┌─ PAGE EXTRACT

But it isn’t their fault. It’s all part of an evolved mechanism that may lead men and women to see these relationships in very different contexts, either subconsciously or right out in the open. But without understanding those elements, it is difficult to work through them.

For the record, this is not an article about why men and women cannot be platonic friends, nor is it to say that all of these issues apply generally to all people or to all members of a gender. It is also not to imply that the issue is never flat-out jealousy. This is also not meant to address the slightly misogynistic "friend-zone" where men subtly blame women who turn them down, excaliming an outraged, "I was friend-zoned!" as opposed to the probably more accurate: "She wasn't into me because I'm not cool enough." (We're on to you, fellas. Knock it off.)

Instead, this piece should serve as a discussion aimed at understanding one reason that your partner MAY feel the way they do about your platonic friends, and an evolved reason that you might feel differently, reasons that research seems to indicate are fairly consistent with modern expectations and ideas. 

Let’s start with the actual sex and work backwards, shall we?

The Illustrious “Friends With Benefits” Relationship

Even in relationships where friends are already engaged in sexual activities, women and men have different expectations. Studies indicate that men are far more interested in the sexual aspect of the relationship and hoped that it would remain the same over time1. Women tend to cite emotional connection as a motivator, with hopes that it will evolve into a full-fledged romance, or eventually become a deep friendship without the benefits. 

However, this study did find that both parties were more committed to the friendship than to the sex1. This meshes with additional research which found that men had emotional connections to those they slept with and were not happy engaging in the stereotypical “no strings attached” relationships that are usually attributed to them2

Here’s one reason that male partners are worried: we do often want more from a man we sleep with. There is an assumption that we also want more from men that we are involved in platonic relationships with, a generalization that is usually unfounded (we’ll get to that in a minute). 

But they may also be worried because the type of man we tend to be friends with is also the type of man that we tend to mate with. 

Subconscious Drives Towards Opposite Sex Friendships

Research published in "Evolutionary Psychology" found that the type of partner one chooses for a friends with benefits connection tend to follow the lines of expected evolutionary scripts. While both sexes liked agreeableness and dependability (because who doesn’t) more women saw economic resources and physical prowess as a priority while men prioritized physical attractiveness at higher rates, suggesting that opposite sex friendships may have evolved to enhance mating functions3

This follows general guidelines for evolved mating preferences (link) discussed by David Buss in The Evolution of Desire, who notes that protection and resources would have been more beneficial to women whereas attractiveness (usually indicated by youth for reproduction) would have more valuable to men4

The other issue is that the whole “friends without benefits” may be a more recent phenomenon anyway. According to anthropologist Sarah Blaffer Hrdy in Mother Nature, in ancestral times, sex was used as a means to enhance bonding among groups and individuals, from opposite sex couples to same sex relationships. And those bonds could be used to garner assistance in times of need, or if something happened to your current mate5

What’s the take away here?

└─

EXERCISE GOAL | According to the piece on opposite-sex friendships, which anthropologist wrote Mother Nature?

┌─ LISTING

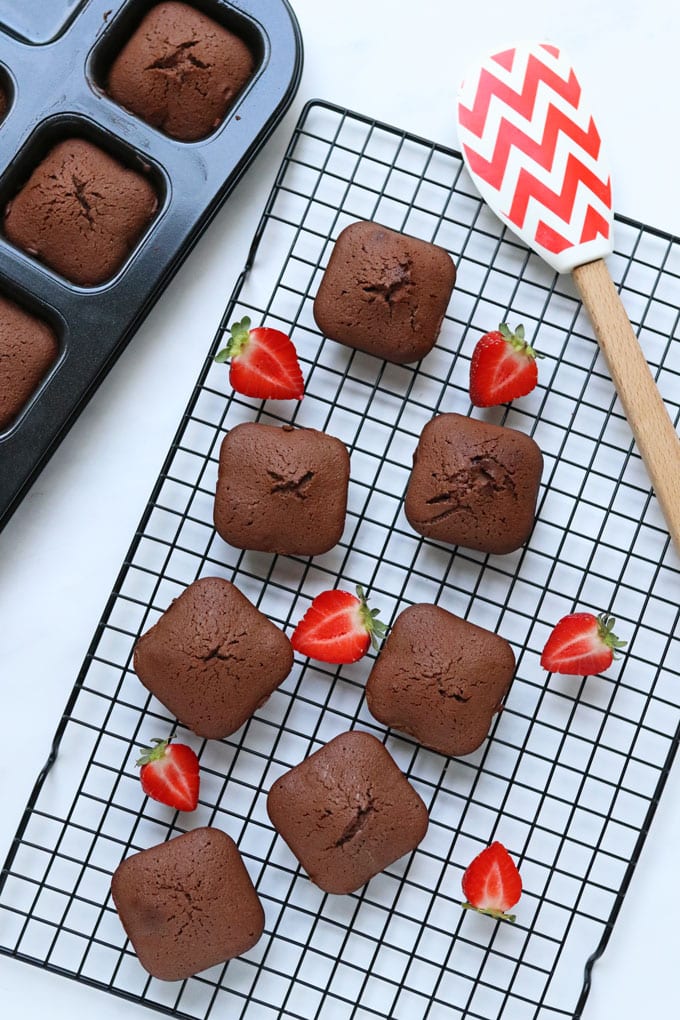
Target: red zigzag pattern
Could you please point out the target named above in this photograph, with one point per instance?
(541, 153)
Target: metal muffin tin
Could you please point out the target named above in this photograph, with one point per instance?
(53, 62)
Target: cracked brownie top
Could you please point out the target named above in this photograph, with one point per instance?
(384, 292)
(82, 212)
(347, 812)
(188, 904)
(439, 678)
(180, 71)
(281, 490)
(212, 658)
(474, 483)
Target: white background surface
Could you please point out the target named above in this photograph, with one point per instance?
(61, 551)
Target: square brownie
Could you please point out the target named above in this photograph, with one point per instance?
(212, 658)
(474, 483)
(29, 348)
(384, 292)
(81, 212)
(347, 812)
(439, 678)
(180, 71)
(281, 490)
(188, 904)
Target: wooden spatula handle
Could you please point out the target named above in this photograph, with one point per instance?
(655, 434)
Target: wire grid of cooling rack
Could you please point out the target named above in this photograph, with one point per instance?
(572, 770)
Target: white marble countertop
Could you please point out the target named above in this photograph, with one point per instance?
(61, 551)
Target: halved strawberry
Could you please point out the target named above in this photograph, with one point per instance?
(264, 362)
(491, 883)
(169, 773)
(337, 627)
(581, 644)
(503, 367)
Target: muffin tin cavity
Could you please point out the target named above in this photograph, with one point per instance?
(99, 203)
(29, 350)
(82, 210)
(39, 20)
(180, 68)
(5, 94)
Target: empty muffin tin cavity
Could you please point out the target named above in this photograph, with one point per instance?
(81, 183)
(185, 80)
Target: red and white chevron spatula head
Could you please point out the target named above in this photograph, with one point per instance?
(534, 153)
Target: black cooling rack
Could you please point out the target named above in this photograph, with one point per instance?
(572, 770)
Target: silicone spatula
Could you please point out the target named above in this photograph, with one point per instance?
(534, 153)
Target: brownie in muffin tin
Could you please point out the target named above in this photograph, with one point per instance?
(439, 678)
(81, 212)
(29, 348)
(180, 71)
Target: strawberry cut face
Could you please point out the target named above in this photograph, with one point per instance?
(264, 362)
(337, 627)
(170, 773)
(491, 883)
(503, 367)
(581, 645)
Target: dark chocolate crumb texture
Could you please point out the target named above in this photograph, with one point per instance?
(440, 679)
(212, 658)
(347, 812)
(180, 71)
(188, 904)
(474, 483)
(281, 490)
(28, 350)
(81, 212)
(384, 292)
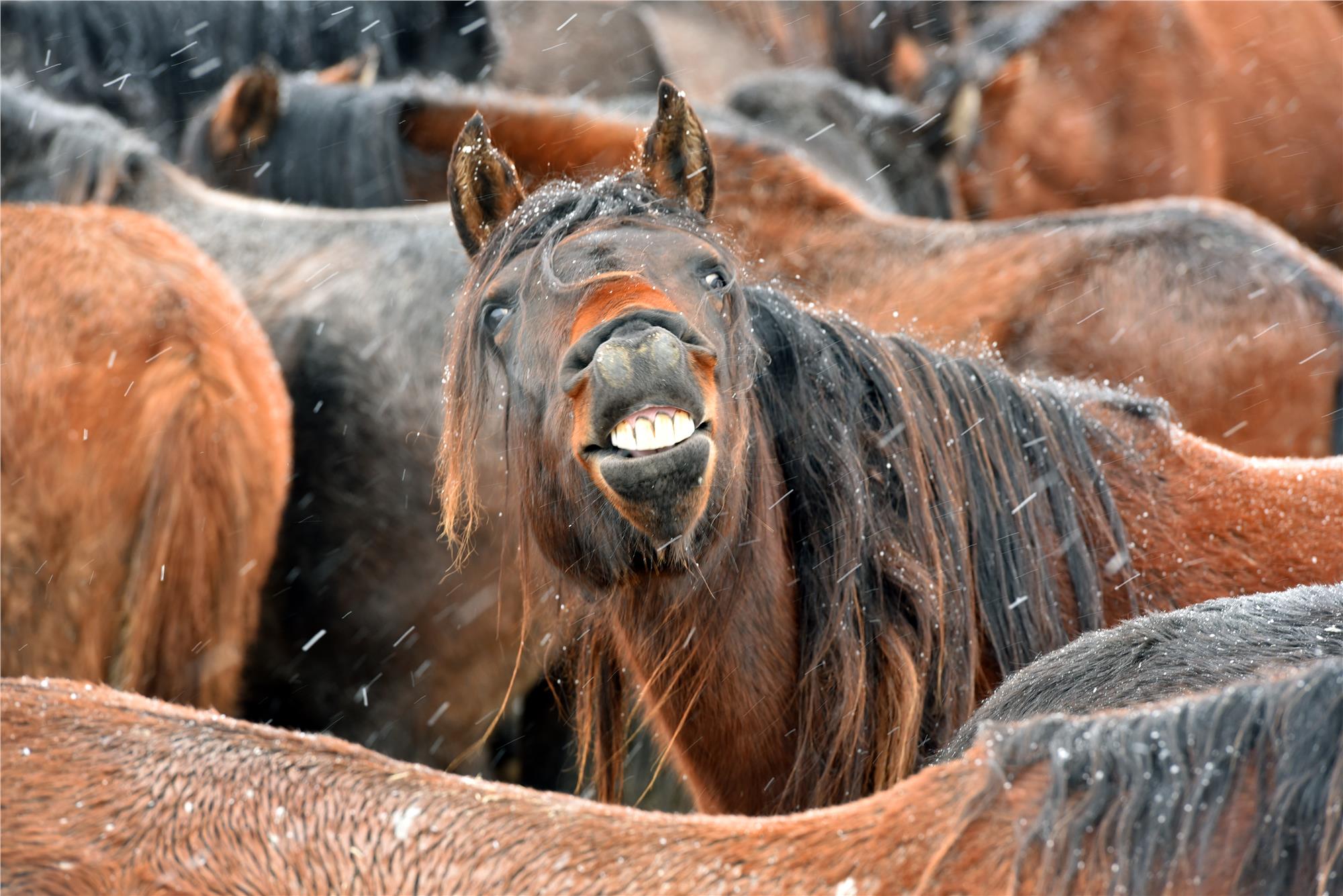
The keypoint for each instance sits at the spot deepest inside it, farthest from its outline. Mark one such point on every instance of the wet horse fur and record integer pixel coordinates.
(1196, 301)
(178, 54)
(118, 792)
(1166, 655)
(899, 486)
(147, 456)
(354, 305)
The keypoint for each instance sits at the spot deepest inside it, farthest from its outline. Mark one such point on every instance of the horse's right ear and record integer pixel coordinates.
(248, 110)
(957, 123)
(361, 68)
(483, 185)
(676, 152)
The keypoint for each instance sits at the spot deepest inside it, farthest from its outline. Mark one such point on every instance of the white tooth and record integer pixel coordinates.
(684, 426)
(644, 435)
(663, 431)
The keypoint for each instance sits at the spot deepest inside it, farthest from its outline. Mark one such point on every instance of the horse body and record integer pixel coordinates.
(1195, 301)
(1129, 101)
(1166, 655)
(210, 804)
(136, 552)
(811, 549)
(347, 299)
(151, 62)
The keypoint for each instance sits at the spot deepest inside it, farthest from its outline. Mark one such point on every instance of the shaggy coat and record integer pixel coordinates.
(1231, 792)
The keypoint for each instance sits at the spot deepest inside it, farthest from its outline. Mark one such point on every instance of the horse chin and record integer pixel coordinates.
(661, 494)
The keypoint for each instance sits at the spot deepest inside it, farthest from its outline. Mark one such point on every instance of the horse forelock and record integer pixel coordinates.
(1263, 752)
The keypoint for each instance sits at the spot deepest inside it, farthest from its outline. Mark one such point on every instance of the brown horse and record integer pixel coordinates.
(1232, 791)
(147, 452)
(1196, 301)
(1121, 101)
(809, 548)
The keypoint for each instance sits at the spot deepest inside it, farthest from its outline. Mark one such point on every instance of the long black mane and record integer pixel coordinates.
(1153, 787)
(935, 499)
(179, 52)
(949, 521)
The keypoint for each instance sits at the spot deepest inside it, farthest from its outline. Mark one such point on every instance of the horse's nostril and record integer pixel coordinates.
(612, 362)
(664, 350)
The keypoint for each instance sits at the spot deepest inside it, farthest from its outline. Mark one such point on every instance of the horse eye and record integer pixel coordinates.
(495, 317)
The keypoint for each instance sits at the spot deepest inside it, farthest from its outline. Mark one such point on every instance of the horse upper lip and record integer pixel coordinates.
(653, 428)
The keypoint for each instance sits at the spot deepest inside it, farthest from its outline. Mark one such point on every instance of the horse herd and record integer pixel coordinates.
(1003, 552)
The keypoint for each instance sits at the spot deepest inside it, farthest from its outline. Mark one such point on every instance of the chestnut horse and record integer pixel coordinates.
(154, 62)
(147, 452)
(812, 549)
(363, 636)
(1196, 301)
(1165, 655)
(113, 792)
(1121, 101)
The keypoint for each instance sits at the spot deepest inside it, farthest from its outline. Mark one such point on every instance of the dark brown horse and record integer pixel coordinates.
(1121, 101)
(1231, 792)
(1165, 655)
(811, 549)
(1196, 301)
(152, 63)
(147, 454)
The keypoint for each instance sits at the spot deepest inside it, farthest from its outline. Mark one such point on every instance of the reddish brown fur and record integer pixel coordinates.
(1203, 522)
(147, 452)
(1123, 101)
(1251, 365)
(115, 793)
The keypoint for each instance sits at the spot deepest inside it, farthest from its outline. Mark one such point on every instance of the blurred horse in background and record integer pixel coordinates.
(1072, 105)
(147, 454)
(151, 63)
(363, 634)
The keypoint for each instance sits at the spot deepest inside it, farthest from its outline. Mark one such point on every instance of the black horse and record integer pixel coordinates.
(152, 63)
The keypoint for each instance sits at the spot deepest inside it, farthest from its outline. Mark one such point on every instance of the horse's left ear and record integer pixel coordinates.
(483, 185)
(248, 110)
(957, 123)
(676, 152)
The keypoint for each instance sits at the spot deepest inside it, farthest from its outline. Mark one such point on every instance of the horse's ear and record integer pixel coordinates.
(676, 152)
(483, 185)
(248, 111)
(958, 122)
(909, 66)
(1016, 74)
(361, 68)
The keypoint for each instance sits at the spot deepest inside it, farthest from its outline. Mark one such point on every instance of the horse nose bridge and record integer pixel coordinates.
(648, 350)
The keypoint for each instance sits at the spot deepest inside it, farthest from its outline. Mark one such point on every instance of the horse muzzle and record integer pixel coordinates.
(644, 393)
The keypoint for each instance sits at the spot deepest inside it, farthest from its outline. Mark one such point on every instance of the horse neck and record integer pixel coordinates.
(1207, 522)
(715, 654)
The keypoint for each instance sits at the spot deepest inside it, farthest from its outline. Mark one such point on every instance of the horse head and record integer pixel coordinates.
(613, 313)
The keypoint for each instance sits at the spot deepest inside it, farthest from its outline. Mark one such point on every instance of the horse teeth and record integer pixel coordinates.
(644, 438)
(663, 431)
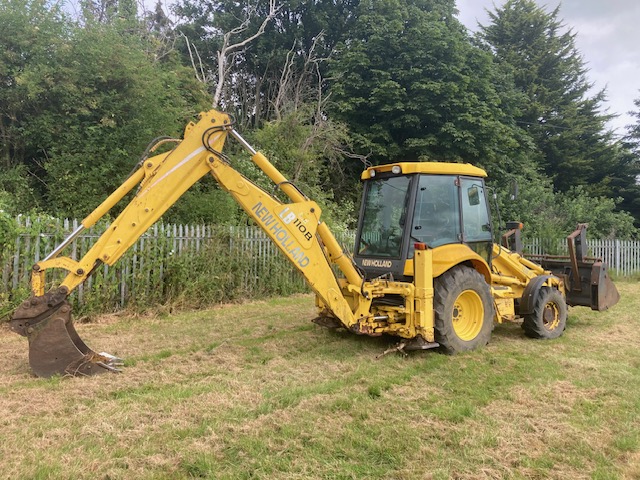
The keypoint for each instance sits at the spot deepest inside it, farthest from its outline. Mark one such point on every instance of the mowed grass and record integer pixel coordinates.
(257, 391)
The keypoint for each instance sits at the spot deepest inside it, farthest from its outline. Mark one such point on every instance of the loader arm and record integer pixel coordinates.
(295, 227)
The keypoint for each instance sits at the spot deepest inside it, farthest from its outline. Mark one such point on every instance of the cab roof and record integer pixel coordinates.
(433, 168)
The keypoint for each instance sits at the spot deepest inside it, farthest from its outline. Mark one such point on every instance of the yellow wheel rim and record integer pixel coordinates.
(551, 316)
(468, 315)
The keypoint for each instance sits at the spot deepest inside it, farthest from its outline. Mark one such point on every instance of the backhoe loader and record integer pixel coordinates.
(425, 268)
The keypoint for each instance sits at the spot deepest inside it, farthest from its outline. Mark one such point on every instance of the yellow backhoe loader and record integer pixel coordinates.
(424, 269)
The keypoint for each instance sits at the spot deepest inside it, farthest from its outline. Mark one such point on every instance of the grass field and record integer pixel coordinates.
(257, 391)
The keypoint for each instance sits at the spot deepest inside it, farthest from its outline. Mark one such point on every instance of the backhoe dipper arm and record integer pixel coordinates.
(296, 228)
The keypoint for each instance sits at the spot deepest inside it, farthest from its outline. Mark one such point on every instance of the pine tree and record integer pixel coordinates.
(566, 124)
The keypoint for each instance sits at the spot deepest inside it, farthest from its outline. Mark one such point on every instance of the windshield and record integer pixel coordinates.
(385, 211)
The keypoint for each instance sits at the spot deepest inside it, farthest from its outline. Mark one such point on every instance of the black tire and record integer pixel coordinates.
(549, 317)
(463, 309)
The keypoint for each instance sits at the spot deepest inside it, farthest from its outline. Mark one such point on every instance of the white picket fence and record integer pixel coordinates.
(142, 270)
(621, 256)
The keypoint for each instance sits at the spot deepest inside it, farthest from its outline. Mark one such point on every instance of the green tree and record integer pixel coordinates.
(106, 100)
(410, 85)
(566, 124)
(32, 34)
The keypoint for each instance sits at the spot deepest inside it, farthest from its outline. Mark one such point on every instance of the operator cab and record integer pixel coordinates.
(427, 202)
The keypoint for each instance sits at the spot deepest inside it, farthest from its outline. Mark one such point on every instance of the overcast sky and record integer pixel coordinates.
(608, 36)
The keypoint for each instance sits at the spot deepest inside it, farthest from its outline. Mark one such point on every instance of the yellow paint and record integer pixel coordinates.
(431, 168)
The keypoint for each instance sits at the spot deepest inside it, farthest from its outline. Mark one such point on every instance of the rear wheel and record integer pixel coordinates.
(463, 310)
(549, 317)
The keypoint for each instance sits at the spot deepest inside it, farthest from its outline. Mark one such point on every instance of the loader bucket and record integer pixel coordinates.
(55, 348)
(586, 278)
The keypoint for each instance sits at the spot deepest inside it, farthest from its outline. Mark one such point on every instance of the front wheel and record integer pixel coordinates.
(549, 316)
(463, 309)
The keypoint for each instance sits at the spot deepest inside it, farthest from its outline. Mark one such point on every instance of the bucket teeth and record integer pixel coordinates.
(55, 348)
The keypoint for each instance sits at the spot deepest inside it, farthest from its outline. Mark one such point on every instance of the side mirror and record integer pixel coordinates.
(474, 195)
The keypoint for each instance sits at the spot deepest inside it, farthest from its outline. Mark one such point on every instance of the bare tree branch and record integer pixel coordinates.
(228, 48)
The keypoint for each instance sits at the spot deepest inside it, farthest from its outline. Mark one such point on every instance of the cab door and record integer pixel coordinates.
(476, 223)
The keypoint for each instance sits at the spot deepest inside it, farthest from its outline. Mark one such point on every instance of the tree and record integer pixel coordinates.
(566, 124)
(297, 29)
(411, 86)
(106, 99)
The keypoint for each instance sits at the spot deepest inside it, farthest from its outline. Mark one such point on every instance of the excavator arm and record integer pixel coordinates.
(295, 227)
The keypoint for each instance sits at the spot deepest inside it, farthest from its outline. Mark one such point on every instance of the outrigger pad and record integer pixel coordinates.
(55, 348)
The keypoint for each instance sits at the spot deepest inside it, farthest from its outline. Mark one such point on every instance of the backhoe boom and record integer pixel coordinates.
(295, 227)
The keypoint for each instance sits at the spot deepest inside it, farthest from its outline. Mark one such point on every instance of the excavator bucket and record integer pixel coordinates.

└─

COMPLETED EXERCISE | Sarah Blaffer Hrdy.